When he came on Madny on July of 2019, Alexander decided to stay in the former County Head Assistant’s house. He was well respected by the locals and in 1917 he was elected Assistant of Temporary Government Commissar. But as Chersky’s activity did not spread beyond Medny Island, Inokenty Gromov was still thought to be Commissar, as he lived on Bering Island.
In September 1918, Alexander Ivanovich left for Petropavlovsk and later for Primorie. In Vladivostok he became Inspector in Fish and Marine Mammals Hunting Department. There he finished his main scientific work – The Commander Islands Arctic Fox.
In summer 1919, he planned to go to Japan on a business trip, but the organizers were forced to postpone the trip because of economic situation on the Commander Islands. Chersky volunteered to accompany a revision inspector from the Department S.N. Nichkevich, as Chersky was the most competent specialist with full information on the subject. Alexander Ivanovich did not plan to stay there for long, but Nichkevich persuaded him to manage hunting activity on the islands. “Because of extraordinary circumstances <…> I ask you to become the Chief Manager of the Department on the islands starting from August the 5th,” wrote the inspector as he didn’t see any other option.

+ + + +

● EXERCISE AIM
Please answer from the passage about Alexander Chersky: what main scientific work did he finish while working in Vladivostok?

+ + + +

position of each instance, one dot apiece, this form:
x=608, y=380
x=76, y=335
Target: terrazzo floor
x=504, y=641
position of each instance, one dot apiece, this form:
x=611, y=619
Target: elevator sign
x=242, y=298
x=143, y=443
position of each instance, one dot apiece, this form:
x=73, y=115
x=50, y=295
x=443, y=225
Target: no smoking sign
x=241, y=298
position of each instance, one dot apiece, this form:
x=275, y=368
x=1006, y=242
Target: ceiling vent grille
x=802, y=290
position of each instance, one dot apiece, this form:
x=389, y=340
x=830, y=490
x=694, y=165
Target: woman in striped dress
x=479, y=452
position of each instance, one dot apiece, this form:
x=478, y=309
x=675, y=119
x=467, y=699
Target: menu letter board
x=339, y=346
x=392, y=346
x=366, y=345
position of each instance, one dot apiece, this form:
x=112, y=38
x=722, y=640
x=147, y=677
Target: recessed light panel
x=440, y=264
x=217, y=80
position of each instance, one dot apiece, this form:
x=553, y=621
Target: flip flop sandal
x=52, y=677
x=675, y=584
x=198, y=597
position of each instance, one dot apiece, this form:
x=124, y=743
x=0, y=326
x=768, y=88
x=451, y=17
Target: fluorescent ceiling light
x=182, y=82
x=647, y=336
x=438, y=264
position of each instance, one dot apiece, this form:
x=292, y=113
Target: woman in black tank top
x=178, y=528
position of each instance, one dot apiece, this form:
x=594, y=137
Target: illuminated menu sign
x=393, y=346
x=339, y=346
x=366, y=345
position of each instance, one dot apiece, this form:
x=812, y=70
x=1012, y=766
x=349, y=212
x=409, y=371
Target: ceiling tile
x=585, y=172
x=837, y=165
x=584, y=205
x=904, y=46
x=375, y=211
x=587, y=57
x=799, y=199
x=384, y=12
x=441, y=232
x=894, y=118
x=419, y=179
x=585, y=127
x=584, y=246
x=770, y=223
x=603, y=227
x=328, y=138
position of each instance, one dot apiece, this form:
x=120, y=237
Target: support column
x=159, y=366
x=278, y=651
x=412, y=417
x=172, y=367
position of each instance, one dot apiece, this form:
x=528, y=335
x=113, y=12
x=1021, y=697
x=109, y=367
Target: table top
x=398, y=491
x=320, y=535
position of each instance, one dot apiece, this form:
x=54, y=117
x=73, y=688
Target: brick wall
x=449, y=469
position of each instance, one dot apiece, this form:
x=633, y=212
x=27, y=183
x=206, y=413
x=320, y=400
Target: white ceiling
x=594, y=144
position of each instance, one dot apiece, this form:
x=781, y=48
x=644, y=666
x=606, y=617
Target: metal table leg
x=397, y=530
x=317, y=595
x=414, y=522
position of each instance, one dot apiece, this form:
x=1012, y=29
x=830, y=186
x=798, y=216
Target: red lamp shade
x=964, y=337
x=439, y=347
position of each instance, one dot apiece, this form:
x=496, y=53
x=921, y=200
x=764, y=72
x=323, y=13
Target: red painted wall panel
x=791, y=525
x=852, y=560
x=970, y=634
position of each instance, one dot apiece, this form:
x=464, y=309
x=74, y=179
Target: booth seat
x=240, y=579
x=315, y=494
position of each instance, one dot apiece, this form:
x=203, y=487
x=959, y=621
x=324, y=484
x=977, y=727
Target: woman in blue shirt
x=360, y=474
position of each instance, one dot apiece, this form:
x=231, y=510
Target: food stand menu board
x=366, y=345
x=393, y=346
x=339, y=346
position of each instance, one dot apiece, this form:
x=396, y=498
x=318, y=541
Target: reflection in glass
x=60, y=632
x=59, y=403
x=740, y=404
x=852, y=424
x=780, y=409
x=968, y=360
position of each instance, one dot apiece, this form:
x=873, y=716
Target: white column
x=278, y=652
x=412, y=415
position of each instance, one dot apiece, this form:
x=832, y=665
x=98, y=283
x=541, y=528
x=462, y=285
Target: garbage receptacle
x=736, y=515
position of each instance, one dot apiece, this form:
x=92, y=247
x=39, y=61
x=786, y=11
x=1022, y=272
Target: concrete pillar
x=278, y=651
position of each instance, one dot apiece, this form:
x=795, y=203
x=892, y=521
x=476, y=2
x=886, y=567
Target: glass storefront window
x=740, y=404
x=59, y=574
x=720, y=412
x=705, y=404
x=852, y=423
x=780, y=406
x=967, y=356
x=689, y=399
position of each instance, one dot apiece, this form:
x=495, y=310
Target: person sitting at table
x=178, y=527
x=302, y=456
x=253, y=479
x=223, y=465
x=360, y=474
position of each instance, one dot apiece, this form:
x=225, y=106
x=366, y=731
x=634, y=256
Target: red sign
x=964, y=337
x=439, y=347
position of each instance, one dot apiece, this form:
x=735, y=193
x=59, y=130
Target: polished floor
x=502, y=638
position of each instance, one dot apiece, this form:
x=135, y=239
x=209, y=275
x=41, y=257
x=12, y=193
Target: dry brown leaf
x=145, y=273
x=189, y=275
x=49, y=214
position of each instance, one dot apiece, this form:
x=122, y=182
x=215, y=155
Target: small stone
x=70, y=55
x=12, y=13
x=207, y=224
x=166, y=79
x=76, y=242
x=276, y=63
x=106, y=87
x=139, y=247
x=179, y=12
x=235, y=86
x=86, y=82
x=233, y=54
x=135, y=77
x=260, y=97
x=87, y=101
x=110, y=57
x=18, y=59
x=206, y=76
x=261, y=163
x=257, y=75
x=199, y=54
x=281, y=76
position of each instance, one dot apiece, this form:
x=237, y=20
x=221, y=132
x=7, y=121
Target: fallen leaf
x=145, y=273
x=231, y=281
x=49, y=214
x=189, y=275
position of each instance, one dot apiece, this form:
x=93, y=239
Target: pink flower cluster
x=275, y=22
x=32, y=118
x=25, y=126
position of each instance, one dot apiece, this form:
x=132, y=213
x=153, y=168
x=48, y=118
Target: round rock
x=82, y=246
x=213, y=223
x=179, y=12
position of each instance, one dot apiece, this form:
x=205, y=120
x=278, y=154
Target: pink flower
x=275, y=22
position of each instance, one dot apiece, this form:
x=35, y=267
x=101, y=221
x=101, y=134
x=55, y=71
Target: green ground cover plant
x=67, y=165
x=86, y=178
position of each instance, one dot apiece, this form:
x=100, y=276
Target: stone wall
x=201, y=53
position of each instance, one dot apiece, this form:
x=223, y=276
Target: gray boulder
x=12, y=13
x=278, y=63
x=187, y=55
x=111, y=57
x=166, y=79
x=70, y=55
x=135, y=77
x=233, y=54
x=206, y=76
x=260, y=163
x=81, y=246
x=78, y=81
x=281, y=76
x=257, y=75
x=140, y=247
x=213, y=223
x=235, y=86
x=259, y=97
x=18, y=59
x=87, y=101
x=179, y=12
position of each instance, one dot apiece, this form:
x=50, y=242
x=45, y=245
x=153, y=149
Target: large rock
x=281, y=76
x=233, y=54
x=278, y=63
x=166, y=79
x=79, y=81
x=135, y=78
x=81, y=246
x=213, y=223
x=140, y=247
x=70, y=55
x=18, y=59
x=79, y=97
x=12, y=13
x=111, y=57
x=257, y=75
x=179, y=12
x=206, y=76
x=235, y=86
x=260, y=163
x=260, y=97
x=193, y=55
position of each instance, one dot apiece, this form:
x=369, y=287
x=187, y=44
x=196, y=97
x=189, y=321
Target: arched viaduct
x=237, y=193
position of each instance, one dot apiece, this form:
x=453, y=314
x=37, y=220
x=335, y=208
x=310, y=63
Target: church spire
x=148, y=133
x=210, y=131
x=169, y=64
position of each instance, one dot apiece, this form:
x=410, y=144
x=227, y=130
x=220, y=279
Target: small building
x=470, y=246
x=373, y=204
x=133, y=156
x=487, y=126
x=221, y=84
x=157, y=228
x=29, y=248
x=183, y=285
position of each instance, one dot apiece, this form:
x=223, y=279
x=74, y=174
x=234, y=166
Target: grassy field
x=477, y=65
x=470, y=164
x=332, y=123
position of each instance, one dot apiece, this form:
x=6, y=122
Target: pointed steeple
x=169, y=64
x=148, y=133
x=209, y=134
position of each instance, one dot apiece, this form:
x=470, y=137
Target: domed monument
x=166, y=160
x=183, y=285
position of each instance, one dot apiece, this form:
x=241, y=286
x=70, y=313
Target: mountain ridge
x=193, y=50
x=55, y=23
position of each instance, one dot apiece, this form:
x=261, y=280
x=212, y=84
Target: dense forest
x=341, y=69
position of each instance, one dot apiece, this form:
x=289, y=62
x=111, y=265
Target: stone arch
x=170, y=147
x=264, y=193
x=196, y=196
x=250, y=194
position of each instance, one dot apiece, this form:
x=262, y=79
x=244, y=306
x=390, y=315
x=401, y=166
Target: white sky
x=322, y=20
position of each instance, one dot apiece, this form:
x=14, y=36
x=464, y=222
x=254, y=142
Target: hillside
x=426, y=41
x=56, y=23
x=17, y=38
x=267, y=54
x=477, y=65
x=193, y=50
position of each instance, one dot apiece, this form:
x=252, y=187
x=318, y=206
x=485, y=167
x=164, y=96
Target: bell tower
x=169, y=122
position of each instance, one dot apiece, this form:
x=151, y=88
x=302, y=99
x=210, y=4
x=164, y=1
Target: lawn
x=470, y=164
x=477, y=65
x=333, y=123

+ + + +

● RIGHT ANSWER
The Commander Islands Arctic Fox.